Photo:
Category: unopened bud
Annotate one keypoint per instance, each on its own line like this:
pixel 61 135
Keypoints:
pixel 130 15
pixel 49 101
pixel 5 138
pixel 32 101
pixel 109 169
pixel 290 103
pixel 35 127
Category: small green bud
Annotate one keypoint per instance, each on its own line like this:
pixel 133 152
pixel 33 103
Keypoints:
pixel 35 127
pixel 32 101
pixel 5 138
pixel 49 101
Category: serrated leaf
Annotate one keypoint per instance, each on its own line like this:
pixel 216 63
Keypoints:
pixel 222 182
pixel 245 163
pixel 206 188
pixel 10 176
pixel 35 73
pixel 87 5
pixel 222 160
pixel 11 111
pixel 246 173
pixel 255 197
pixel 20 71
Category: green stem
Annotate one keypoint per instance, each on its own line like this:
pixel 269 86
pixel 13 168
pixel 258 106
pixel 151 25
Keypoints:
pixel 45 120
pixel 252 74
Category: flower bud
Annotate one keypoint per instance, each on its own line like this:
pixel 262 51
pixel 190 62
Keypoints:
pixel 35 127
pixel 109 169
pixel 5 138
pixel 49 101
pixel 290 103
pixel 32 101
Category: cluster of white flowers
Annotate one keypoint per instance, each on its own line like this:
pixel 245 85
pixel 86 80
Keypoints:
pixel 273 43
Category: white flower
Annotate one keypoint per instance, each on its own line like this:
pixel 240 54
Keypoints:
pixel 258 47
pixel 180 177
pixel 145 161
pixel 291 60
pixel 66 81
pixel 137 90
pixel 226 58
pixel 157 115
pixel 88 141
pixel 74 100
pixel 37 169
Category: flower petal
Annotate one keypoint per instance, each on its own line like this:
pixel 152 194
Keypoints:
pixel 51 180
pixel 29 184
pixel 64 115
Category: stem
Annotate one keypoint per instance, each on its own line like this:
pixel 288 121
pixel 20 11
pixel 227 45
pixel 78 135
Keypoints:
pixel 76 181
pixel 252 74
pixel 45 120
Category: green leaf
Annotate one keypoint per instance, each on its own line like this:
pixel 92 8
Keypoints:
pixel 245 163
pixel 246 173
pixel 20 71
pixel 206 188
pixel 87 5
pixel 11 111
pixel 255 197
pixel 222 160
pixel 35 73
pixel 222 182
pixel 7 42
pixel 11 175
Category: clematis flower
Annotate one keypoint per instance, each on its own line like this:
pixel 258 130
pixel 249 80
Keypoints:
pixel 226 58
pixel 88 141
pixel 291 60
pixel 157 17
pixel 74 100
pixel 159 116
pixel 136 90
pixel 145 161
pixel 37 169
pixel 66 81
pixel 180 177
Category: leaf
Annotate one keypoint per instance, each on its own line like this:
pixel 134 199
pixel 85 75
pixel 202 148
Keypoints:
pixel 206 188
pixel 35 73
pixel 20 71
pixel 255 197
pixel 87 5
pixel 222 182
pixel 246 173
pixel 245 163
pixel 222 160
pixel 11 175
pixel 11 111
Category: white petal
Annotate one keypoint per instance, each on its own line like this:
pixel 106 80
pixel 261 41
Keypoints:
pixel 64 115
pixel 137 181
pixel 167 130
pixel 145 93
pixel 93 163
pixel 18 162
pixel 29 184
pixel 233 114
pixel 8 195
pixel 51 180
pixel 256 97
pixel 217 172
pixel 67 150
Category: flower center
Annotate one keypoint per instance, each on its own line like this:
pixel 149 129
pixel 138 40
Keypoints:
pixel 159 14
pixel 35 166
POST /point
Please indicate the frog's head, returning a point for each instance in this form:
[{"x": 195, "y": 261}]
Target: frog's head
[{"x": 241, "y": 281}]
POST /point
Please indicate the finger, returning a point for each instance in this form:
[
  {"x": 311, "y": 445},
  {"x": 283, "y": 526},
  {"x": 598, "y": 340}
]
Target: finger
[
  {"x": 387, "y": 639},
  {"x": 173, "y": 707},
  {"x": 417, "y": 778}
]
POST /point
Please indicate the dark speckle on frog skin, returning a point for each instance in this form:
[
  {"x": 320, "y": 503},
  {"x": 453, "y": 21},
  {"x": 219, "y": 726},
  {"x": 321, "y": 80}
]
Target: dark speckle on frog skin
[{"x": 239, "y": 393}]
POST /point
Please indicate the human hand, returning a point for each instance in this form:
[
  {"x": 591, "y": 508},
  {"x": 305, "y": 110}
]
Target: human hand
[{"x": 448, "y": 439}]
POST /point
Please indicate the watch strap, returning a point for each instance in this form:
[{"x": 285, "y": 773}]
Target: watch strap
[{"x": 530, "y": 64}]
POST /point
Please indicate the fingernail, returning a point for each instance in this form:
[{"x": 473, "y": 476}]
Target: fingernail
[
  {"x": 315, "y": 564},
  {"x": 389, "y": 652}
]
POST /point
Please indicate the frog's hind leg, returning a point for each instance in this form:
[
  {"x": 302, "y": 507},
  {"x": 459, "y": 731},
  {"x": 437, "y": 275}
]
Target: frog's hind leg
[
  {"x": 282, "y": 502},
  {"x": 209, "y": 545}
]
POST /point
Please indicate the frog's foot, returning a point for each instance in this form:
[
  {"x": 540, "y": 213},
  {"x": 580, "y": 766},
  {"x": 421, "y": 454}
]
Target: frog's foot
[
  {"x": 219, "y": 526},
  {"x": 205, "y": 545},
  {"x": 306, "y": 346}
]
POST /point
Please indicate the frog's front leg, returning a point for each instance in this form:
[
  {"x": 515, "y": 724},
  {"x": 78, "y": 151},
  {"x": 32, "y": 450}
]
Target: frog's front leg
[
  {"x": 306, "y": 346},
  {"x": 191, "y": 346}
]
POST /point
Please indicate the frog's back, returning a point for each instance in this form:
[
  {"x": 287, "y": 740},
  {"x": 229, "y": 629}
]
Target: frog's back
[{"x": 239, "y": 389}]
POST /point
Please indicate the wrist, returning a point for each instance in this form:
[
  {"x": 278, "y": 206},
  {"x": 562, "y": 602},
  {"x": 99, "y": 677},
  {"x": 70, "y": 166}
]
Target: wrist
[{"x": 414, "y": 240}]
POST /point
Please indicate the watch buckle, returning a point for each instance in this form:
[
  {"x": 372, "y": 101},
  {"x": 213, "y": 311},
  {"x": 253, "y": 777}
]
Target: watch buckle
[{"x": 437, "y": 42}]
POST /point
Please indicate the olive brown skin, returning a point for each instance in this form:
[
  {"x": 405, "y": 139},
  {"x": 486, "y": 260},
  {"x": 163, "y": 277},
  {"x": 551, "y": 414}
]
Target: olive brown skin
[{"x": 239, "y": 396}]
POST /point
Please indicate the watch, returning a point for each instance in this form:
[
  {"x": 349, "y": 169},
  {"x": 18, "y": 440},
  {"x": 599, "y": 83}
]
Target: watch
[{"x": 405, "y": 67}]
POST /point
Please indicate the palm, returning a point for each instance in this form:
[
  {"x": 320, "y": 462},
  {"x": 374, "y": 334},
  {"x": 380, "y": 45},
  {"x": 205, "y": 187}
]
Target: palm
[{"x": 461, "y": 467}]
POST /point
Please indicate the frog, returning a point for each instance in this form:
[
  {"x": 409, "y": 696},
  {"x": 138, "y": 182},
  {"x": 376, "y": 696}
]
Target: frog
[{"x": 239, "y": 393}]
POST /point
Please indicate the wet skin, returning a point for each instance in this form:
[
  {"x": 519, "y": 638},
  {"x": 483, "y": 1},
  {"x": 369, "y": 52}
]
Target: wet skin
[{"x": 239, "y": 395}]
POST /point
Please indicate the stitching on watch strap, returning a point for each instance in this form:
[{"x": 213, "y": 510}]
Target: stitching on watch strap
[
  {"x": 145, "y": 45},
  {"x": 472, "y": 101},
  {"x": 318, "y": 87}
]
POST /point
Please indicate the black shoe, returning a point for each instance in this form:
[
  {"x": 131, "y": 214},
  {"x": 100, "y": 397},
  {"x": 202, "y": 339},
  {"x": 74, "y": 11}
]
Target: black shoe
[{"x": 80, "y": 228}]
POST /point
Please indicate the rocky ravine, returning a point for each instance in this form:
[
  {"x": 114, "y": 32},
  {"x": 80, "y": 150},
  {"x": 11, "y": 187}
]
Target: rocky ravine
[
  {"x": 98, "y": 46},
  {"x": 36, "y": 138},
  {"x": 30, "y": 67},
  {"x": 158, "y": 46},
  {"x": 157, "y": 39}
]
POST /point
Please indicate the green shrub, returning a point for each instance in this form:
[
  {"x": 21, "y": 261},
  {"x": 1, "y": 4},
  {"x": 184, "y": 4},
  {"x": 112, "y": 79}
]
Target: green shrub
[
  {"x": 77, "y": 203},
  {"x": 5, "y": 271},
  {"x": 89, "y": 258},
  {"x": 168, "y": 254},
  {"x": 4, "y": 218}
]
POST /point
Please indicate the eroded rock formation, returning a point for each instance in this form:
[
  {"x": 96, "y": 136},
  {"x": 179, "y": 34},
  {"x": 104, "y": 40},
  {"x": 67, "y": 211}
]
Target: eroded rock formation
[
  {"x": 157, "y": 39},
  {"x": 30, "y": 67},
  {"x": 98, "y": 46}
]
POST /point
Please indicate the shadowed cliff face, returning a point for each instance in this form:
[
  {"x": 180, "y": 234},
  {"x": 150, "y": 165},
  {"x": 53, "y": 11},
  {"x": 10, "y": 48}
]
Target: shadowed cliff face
******
» Your assignment
Using the data above, print exactly the lines from the line that contains "pixel 245 85" through the line that contains "pixel 240 54", with both included.

» Output for this exercise
pixel 245 85
pixel 86 80
Keypoints:
pixel 273 43
Category: white flower
Annotate one keypoint per instance, each on its own line like this:
pixel 240 54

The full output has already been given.